======== SUPPLIED DATA

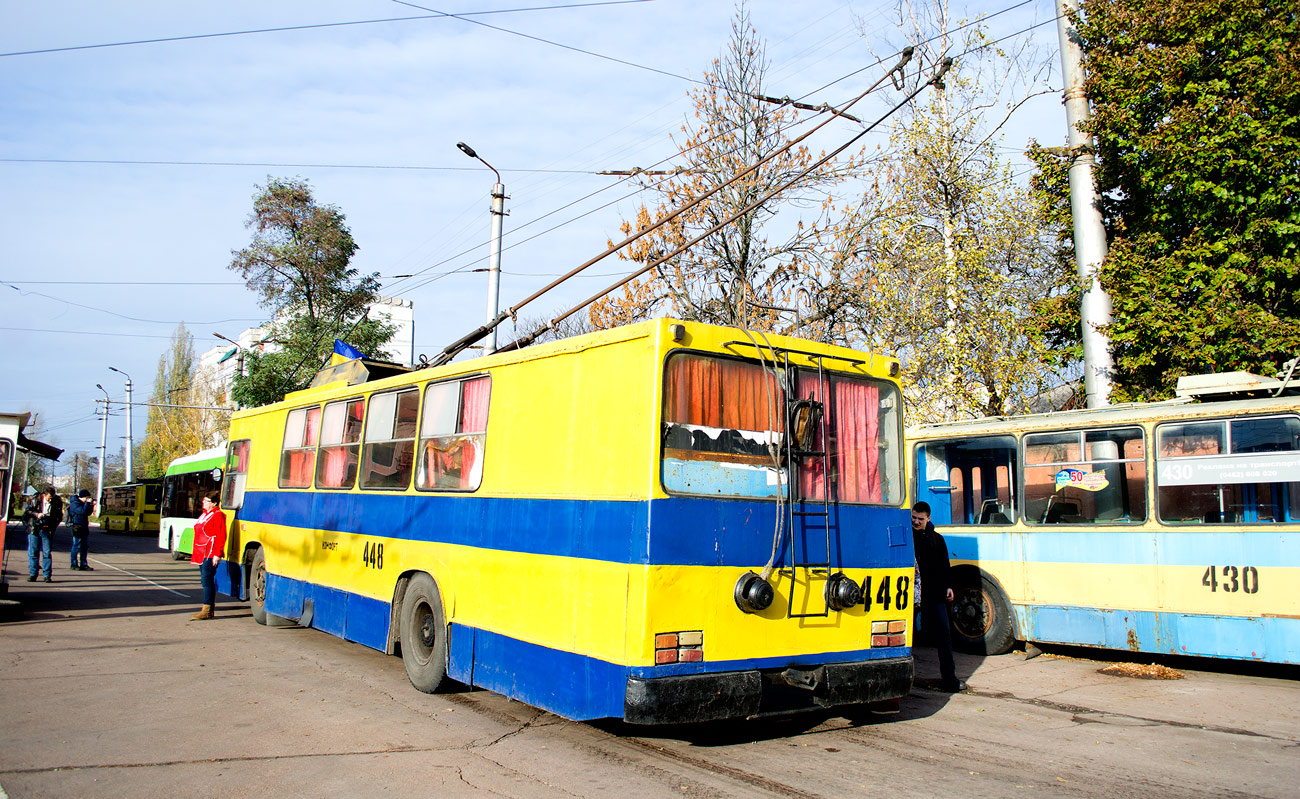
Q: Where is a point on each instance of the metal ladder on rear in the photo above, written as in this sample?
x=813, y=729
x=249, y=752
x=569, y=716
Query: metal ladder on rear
x=807, y=512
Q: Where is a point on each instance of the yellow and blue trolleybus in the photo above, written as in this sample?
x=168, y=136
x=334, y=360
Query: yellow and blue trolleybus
x=658, y=522
x=1169, y=528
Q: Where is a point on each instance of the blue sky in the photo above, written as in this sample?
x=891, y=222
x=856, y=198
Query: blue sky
x=103, y=260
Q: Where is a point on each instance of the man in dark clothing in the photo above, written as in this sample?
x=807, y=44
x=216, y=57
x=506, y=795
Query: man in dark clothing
x=936, y=590
x=79, y=509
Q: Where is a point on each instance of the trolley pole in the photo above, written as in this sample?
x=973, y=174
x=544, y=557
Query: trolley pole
x=1090, y=234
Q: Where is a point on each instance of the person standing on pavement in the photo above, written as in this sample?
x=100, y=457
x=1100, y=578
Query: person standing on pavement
x=79, y=509
x=209, y=547
x=935, y=576
x=40, y=535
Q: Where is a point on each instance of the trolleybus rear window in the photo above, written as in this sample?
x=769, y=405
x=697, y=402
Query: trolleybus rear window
x=1242, y=470
x=723, y=421
x=341, y=442
x=453, y=434
x=388, y=454
x=1086, y=477
x=302, y=430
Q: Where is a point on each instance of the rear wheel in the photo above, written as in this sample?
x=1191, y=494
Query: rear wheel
x=982, y=616
x=424, y=634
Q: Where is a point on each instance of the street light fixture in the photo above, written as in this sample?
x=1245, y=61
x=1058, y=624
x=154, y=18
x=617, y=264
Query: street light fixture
x=103, y=451
x=498, y=213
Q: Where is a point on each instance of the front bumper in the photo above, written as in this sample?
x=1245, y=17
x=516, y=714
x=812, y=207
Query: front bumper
x=693, y=698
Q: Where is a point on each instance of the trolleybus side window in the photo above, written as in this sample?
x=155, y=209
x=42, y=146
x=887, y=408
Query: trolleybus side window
x=453, y=434
x=969, y=481
x=302, y=429
x=339, y=444
x=237, y=474
x=863, y=452
x=1243, y=470
x=719, y=417
x=388, y=454
x=1086, y=477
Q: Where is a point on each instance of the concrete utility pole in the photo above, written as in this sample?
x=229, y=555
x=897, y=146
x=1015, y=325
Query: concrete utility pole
x=129, y=444
x=498, y=215
x=1090, y=234
x=103, y=451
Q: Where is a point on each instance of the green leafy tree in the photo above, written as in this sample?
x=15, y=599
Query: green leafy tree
x=299, y=264
x=1196, y=116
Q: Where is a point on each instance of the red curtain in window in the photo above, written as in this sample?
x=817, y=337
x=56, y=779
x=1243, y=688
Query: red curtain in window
x=312, y=429
x=714, y=393
x=473, y=404
x=854, y=411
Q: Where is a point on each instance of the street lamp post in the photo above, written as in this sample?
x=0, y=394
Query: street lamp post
x=103, y=443
x=498, y=213
x=129, y=446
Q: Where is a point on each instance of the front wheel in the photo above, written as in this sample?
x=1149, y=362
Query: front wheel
x=982, y=616
x=424, y=634
x=170, y=545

================

**GIVEN INSTRUCTION**
Write out all the lines above again, replacing every "photo" with "image" and keeping everything else unchanged. Leave out the pictures.

**WRITTEN SOLUTION**
Q: Where is a point on each instance of the metal ladder on rear in the image above, written as in this sample?
x=813, y=729
x=249, y=752
x=569, y=716
Query: metal ladder on rear
x=807, y=512
Q: Where is a point on each instance of the yellow and blue trolleybus in the image above, written as in this sample?
x=168, y=136
x=334, y=360
Query: yellow and blue trolleybus
x=658, y=522
x=1169, y=528
Q: Where is a point on each instance of the blue sky in the image above, written as in this sample?
x=891, y=222
x=856, y=198
Query: blue sky
x=103, y=260
Q: Where is a point on each instance of the man in dark clothing in the image above, written as in this sample?
x=807, y=44
x=216, y=57
x=506, y=795
Query: man in dark clothing
x=936, y=590
x=79, y=509
Q: Where is a point on each instance of the trolley pole in the image above, written as in this sample?
x=973, y=174
x=544, y=557
Query: trolley pole
x=1090, y=234
Q: Where is a point on each instance of the person standing on pavement in the image above, written as in this sample?
x=100, y=457
x=1100, y=578
Query: person standing on pavement
x=79, y=509
x=209, y=547
x=935, y=576
x=40, y=535
Q: Where is a point on each instance of the trolleybus rear window in the image above, written as in this sample?
x=769, y=405
x=697, y=402
Query: trolleybus rear window
x=1242, y=470
x=723, y=421
x=341, y=442
x=453, y=434
x=388, y=454
x=1086, y=477
x=302, y=430
Q: Where is a point on each instance of the rear wheel in the image above, written as in this sample?
x=1191, y=494
Query: rear wheel
x=982, y=616
x=424, y=634
Q: Where is a point on each instance of the street light fixture in the image above, written as in this sample?
x=1245, y=61
x=1058, y=624
x=154, y=18
x=617, y=264
Query: street light fixture
x=103, y=451
x=498, y=213
Q: Where is a point on each instance of the front bumper in the image above, written as in this sample?
x=1245, y=17
x=516, y=714
x=812, y=207
Query: front bumper
x=693, y=698
Q: Where is a point on each instance of the trolleybus side window in the image above, written as in this sample?
x=155, y=209
x=42, y=146
x=887, y=408
Query: trolleybus side window
x=453, y=434
x=969, y=481
x=302, y=429
x=339, y=444
x=237, y=474
x=863, y=452
x=1243, y=470
x=719, y=417
x=388, y=454
x=1086, y=477
Q: Where is a point on each instance of the concrete utility pole in the image above, written as in this sample?
x=229, y=555
x=897, y=146
x=1015, y=325
Query: concrete utility pole
x=129, y=444
x=498, y=215
x=1090, y=234
x=103, y=451
Q: Where is a point on each instance of the green leafy tree in the image above, written as in this sample?
x=15, y=599
Query: green leafy tree
x=299, y=264
x=1196, y=116
Q: Where is a point on each instance of the red curtain in window in the image above, written as in this sample?
x=817, y=337
x=56, y=779
x=1243, y=688
Query: red curtain in window
x=312, y=429
x=714, y=393
x=473, y=404
x=854, y=411
Q: Where is a point on each instance of the street lamp post in the image above, written as in this sample?
x=0, y=394
Query: street lamp post
x=103, y=443
x=498, y=213
x=129, y=446
Q: Where is a point on each instance of the front wheel in the image above, written as in this sample?
x=1149, y=362
Query: front wheel
x=982, y=616
x=424, y=634
x=170, y=545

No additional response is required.